[Text block start]

|By Hovhannes Avoyan||
|October 25, 2012 08:55 AM EDT||
There are a variety of ways to implement proxying capabilities for web servers. As Apache is the most popular web server, we will try to implement proxying on it. Everyone who knows Apache well, probably knows that Apache implements proxying capability for AJP13 , FTP, CONNECT , HTTP/1.x.
The choice of reverse proxy server is fully dependent on what is actually trying to be hidden behind it. Each proxy mechanism has its own benefits and bottlenecks. Only for Apache, there are several ways to hide application servers (mod_proxy, mod_passenger, mod_wsgi, mod_jk). While mod_passenger and mod_wsgi are good for ruby and python servers respectively, these are a little bit outside the proxying idea. In this article I would like to discuss mod_proxy and mod_jk.
Now let’s think about what we have and what we want to put under proxy. The most common case is to put a pool of Tomcat servers behind Apache. Tomcat servers by default listen to 8080 for HTTP and 8009 for AJP. Now, we want to have Apache listen to 80 for incoming HTTP requests and 443 for HTTPS. People who have configured Tomcat for SSL will undoubtedly agree with me that SSL on Tomcat is quite annoying, so it’s better to implement SSL on the Apache side rather than playing with Tomcat’s keystores.
Okay, now we have two Tomcat servers on 2 different servers with our application installed, and both are on 8080 and an 8009 HTTP/AJP respectively. And one Apache on a third which will do HTTP on 80 , HTTPS on 443 for us and process requests to downstream Tomcat servers.
Situation 1 with mod_proxy and mod_proxy_http:
OK, here’s what this means:
User opens http://www.yourdomain.com in their browser
- Request comes to Apache
- Apache proxies it via HTTP to downstream Tomcat to port 8080
- Tomcat sends response to Apache via HTTP
- Apache delivers content to User’s browser
Well, so what are the pros and cons of this situation? We will provide some comparison tables below, but in general:
- Easy and quick to configure
- Works for all downstream application servers
- We do not have sticky sessions: if a user logs in to Tomcat1 and sends another request it will most likely go to Tomcat2 and the user will get a session expired error.

[Text block end]
[Data shown start]

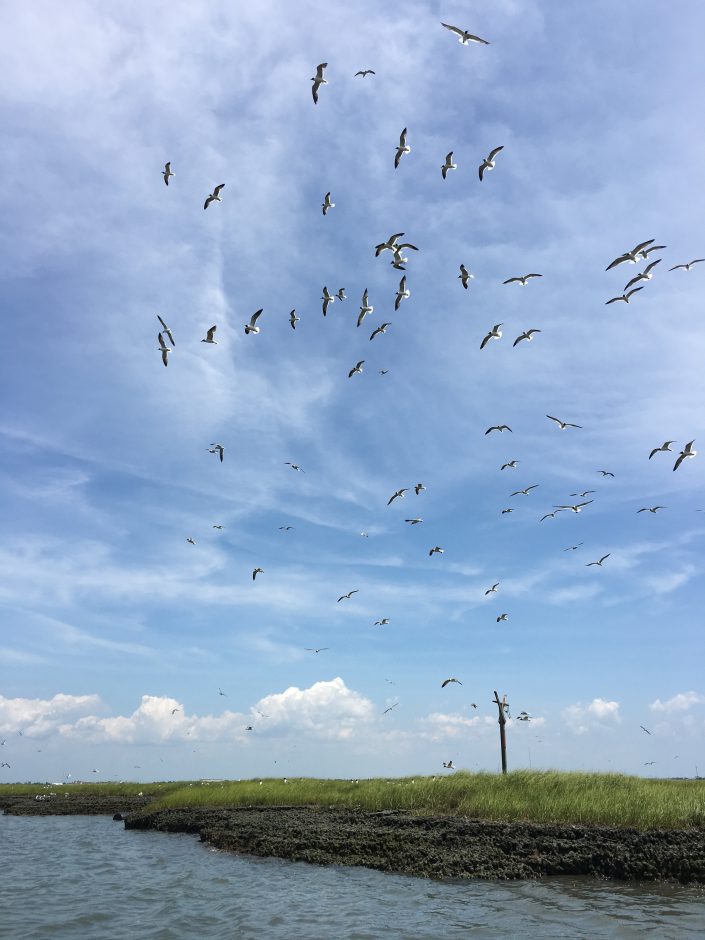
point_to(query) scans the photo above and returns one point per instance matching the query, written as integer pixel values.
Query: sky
(128, 652)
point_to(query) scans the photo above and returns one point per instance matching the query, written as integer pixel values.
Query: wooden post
(501, 708)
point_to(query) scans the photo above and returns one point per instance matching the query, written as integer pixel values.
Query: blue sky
(111, 619)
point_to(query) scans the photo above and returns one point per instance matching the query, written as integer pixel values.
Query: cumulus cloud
(679, 703)
(598, 713)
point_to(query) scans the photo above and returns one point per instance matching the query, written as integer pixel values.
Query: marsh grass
(527, 796)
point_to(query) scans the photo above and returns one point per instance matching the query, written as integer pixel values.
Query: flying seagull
(563, 424)
(688, 266)
(489, 161)
(380, 329)
(327, 299)
(165, 350)
(402, 293)
(686, 452)
(527, 334)
(624, 297)
(523, 280)
(251, 327)
(166, 330)
(499, 427)
(630, 256)
(348, 595)
(464, 276)
(494, 333)
(365, 307)
(464, 35)
(448, 165)
(318, 80)
(644, 275)
(398, 495)
(666, 446)
(214, 196)
(402, 148)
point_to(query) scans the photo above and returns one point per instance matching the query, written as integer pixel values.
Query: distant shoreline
(438, 846)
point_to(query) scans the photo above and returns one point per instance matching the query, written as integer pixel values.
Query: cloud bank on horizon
(111, 619)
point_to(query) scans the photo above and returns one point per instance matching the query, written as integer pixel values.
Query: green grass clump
(526, 796)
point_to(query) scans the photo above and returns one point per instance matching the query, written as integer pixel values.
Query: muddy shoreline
(425, 846)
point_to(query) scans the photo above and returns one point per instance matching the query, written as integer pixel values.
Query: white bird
(402, 148)
(688, 266)
(666, 446)
(365, 307)
(398, 495)
(318, 80)
(448, 165)
(629, 256)
(686, 452)
(523, 279)
(465, 36)
(577, 507)
(563, 424)
(623, 297)
(327, 299)
(402, 293)
(465, 276)
(380, 329)
(499, 427)
(251, 327)
(494, 333)
(165, 350)
(527, 334)
(489, 161)
(166, 330)
(214, 196)
(347, 596)
(644, 275)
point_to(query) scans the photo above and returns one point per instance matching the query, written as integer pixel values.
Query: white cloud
(598, 713)
(679, 703)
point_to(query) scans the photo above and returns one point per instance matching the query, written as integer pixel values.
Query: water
(86, 878)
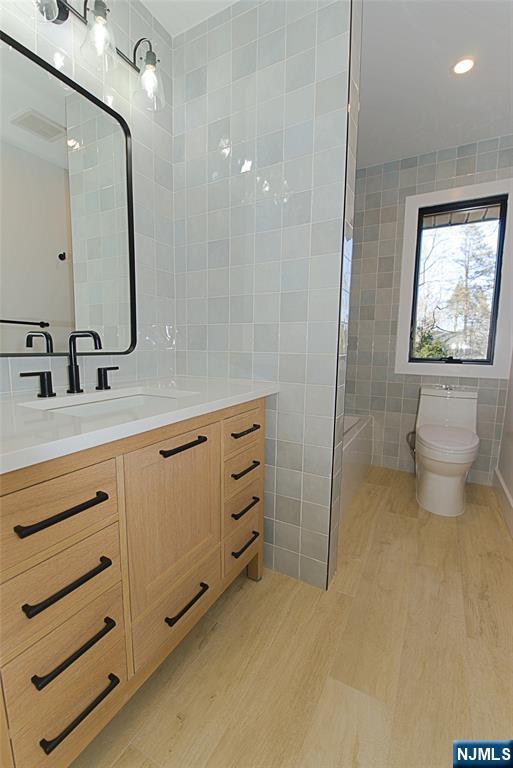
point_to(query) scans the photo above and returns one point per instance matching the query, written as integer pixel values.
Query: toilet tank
(448, 407)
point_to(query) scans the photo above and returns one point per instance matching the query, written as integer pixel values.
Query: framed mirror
(67, 257)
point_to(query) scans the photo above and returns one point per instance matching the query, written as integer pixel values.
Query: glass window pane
(455, 282)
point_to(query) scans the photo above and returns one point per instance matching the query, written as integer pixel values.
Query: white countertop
(30, 435)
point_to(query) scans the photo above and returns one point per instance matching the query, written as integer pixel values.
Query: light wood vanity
(109, 557)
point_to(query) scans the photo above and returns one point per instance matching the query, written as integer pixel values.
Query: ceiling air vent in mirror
(39, 124)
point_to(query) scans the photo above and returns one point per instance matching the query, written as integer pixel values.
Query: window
(457, 281)
(455, 315)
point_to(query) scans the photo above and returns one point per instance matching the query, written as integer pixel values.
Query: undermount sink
(133, 407)
(135, 402)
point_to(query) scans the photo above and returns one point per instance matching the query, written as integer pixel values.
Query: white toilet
(446, 446)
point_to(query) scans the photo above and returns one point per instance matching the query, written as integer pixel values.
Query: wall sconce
(99, 48)
(150, 92)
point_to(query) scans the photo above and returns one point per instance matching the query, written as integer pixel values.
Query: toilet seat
(452, 444)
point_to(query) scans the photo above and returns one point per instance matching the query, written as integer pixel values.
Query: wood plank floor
(411, 648)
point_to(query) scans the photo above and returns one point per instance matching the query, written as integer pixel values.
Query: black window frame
(500, 200)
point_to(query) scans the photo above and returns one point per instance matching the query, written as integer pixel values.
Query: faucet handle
(45, 382)
(103, 376)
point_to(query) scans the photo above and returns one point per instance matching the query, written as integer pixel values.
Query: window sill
(499, 370)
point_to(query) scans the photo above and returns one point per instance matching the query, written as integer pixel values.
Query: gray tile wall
(372, 385)
(152, 154)
(259, 163)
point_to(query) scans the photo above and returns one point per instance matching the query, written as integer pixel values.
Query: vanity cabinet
(108, 559)
(172, 511)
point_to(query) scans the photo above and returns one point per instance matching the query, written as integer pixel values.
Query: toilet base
(442, 494)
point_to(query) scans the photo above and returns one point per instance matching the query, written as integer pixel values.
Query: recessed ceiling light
(463, 66)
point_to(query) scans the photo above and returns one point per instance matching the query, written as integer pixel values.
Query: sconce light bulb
(149, 80)
(48, 9)
(99, 46)
(150, 92)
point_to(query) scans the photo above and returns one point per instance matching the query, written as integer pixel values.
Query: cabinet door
(173, 510)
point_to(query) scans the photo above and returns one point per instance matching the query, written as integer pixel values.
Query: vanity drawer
(241, 430)
(243, 469)
(242, 545)
(37, 601)
(44, 674)
(43, 516)
(52, 729)
(239, 508)
(180, 608)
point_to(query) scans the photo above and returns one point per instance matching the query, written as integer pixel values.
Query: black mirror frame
(8, 40)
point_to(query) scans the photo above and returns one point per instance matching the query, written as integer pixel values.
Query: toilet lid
(447, 438)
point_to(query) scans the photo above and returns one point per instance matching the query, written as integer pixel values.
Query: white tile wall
(252, 191)
(260, 116)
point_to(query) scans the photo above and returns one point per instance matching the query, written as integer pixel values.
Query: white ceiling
(25, 87)
(411, 101)
(178, 15)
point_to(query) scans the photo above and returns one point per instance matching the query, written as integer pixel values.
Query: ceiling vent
(39, 125)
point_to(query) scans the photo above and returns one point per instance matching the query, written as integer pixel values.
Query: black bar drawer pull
(171, 621)
(238, 435)
(27, 530)
(238, 515)
(241, 551)
(252, 466)
(32, 610)
(42, 681)
(173, 451)
(48, 745)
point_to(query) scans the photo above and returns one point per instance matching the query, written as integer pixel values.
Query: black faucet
(43, 335)
(73, 369)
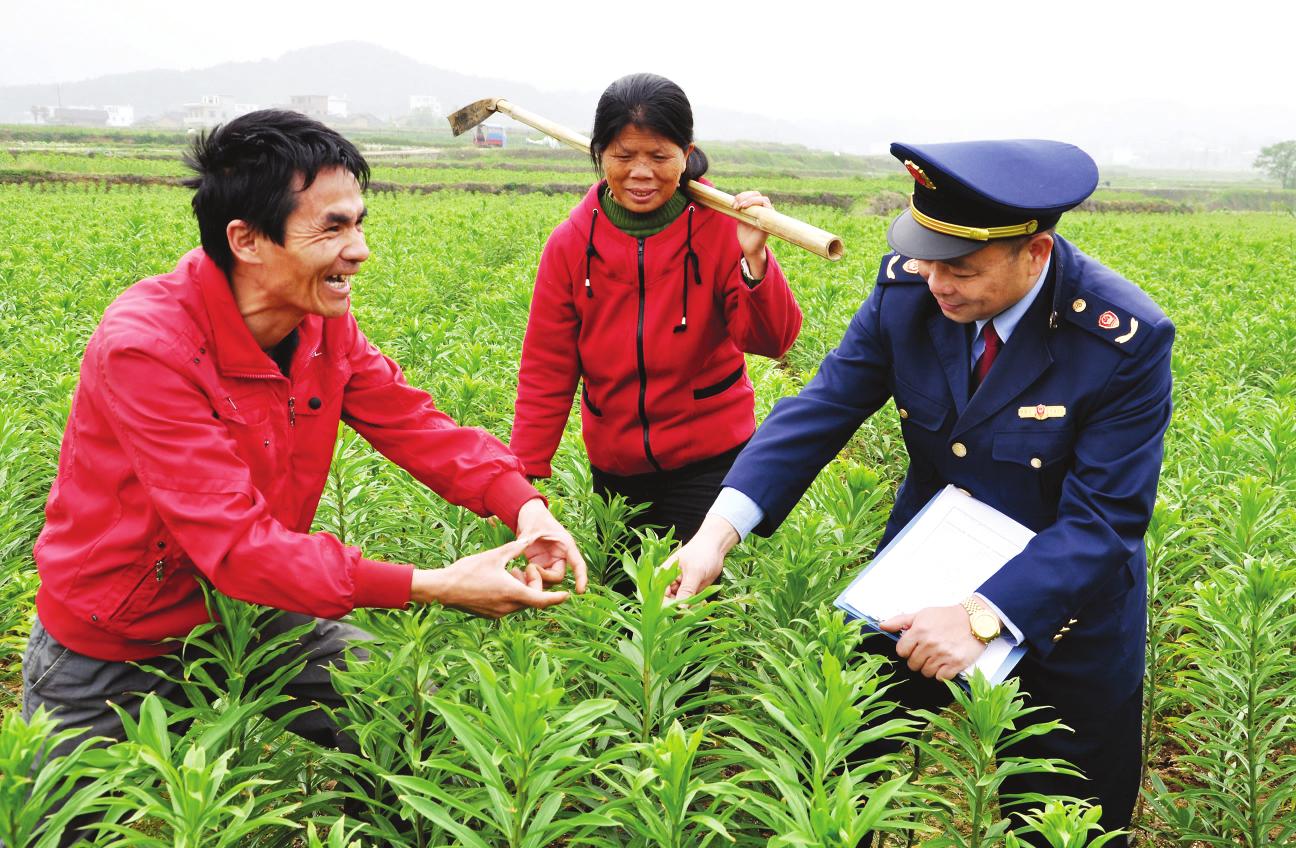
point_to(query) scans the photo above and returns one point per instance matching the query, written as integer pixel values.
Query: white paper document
(941, 556)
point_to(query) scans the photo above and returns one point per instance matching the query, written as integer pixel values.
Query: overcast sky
(796, 58)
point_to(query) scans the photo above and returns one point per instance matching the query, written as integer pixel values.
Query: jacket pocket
(589, 402)
(145, 581)
(1040, 462)
(721, 385)
(918, 410)
(1033, 450)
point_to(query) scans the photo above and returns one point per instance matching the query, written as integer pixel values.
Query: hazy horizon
(1113, 74)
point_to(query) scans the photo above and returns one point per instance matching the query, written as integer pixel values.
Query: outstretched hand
(701, 559)
(551, 547)
(484, 585)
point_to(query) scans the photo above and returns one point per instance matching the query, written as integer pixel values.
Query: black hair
(646, 101)
(246, 169)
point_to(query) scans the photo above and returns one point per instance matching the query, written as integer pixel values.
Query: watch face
(985, 625)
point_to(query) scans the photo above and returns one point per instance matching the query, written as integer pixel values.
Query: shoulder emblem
(1107, 320)
(898, 269)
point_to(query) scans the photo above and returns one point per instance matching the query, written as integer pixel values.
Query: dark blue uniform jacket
(1064, 436)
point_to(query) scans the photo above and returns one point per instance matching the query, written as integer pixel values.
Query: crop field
(590, 724)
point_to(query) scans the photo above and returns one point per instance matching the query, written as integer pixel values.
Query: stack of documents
(941, 556)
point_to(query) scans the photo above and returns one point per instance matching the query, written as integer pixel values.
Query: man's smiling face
(323, 248)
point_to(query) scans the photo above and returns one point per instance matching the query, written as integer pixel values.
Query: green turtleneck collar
(643, 224)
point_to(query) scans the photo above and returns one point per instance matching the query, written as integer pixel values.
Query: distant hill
(379, 81)
(373, 79)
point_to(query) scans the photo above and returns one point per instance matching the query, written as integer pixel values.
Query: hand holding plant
(701, 559)
(551, 547)
(481, 585)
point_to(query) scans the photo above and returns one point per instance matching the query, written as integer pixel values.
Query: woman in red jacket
(651, 301)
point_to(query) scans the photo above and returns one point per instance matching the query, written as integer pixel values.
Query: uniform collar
(235, 348)
(1007, 320)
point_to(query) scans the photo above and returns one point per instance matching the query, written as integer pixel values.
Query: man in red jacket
(202, 431)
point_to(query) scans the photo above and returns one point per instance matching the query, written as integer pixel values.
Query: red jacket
(188, 454)
(659, 342)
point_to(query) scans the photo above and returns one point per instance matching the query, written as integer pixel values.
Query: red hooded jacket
(188, 454)
(657, 328)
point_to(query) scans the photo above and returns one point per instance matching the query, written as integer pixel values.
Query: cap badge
(919, 175)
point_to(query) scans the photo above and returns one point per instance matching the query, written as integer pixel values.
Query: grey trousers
(77, 687)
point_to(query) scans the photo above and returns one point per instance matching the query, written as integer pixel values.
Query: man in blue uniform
(1037, 380)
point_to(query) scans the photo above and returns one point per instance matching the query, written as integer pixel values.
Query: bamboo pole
(791, 230)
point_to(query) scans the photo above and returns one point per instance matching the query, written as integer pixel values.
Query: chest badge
(1042, 411)
(1121, 340)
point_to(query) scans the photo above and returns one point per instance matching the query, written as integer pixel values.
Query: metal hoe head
(472, 114)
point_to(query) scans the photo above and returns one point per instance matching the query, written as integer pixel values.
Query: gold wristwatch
(985, 624)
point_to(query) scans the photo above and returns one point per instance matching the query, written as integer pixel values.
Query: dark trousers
(1104, 747)
(677, 499)
(77, 687)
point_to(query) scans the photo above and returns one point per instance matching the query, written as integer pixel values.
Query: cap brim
(914, 240)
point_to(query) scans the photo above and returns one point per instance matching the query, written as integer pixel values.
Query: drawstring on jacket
(590, 253)
(697, 274)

[Data shown end]

* [Complete the following]
A – List every line of the listing that contains the string "collar", matching case exactly.
B – Continue the Apache reverse proxy article from its last sentence.
The Apache proxying article and the listing come from unrelated sources.

* [Answers]
A –
Query: green turtleneck collar
Query: uniform collar

B –
- mod_proxy does not support failover detection, so it will continue to send requests to downstream Tomcat even if it is down.
- Some Java applications exhibit unpredictable behavior when they are under a proxy environment. (From my experience, Atlassian Bamboo and Fisheye server’s progress bars stalled on several pages, but this was corrected by moving to JK; I have heard about other strange problems as well. )
Now let’s see Situation 2, where we use JK for downstream servers:
A REAL LIFE EXAMPLE
At first sight we can see that nothing has been changed, but this is only at first sight. The main difference here is that now Apache is talking to the Tomcats via AJP 13 and not HTTP protocol. So the process of opening the web site is the following:
- User opens http://www.yourdomain.com in their browser
- Request comes to Apache
- Apache proxies it via AJP 13 to downstream Tomcat to the port 8009
- Tomcat sends response to Apache via AJP
- Apache receives AJP and delivers content to Users browser via HTTP
It seems there is a little overhead with jumping around on HTTP and AJP, but there are benefits as well. Let’s see the Good and Bad sides of JK balancing:
- After a little tweaking we can have sticky sessions just by adding sticky_session=True on Apache and jvmRoute=”NODENAME” on the Tomcat sides. After this, users who are logged in to Tomcat1 will never be dropped to Tomcat2 until Tomcat1 is alive. (Actually you can Use Membase or Memcached as session store so users will never lose their session until it expires normally)
- We have node failure detection, so if Tomcat1 fails, Apache will not send requests to it until it detects that it is back.
- JK configuration is much more advanced than that of mod_proxy and allows lots of tweaking, which will result in better performance and make the environment work just as you need it to.
- JK has a web admin tool that allows you to decommission, suspend and play with the LB factor in real time.
- So far I have found only one bad thing: it is a little harder to configure, so it required some administrator skills.
At this moment you may be asking “Why do I need this? I have a single Tomcat server and it’s working fine”. As a matter of fact, you need to build a network which can handle your current load, be scalable and which will not affect the normal behavior of your websites. From this point of view, the choice of reverse proxy solution is quite reasonable.
Here is a real life example of one of our client server architectures, which I think is a good one
In general, the process is as follows:
- User does DNS request, gets ip address of one of the Varnish servers and the Static content server/s (NGINX).
- NGINX delivers content directly.
- Varnish caches whatever needs to be cached and sends request downstream to one of the Apaches.
- Apache gets JSESSIONID and forwards request via JK to the required Tomcat server or does balance if user does not have cookie.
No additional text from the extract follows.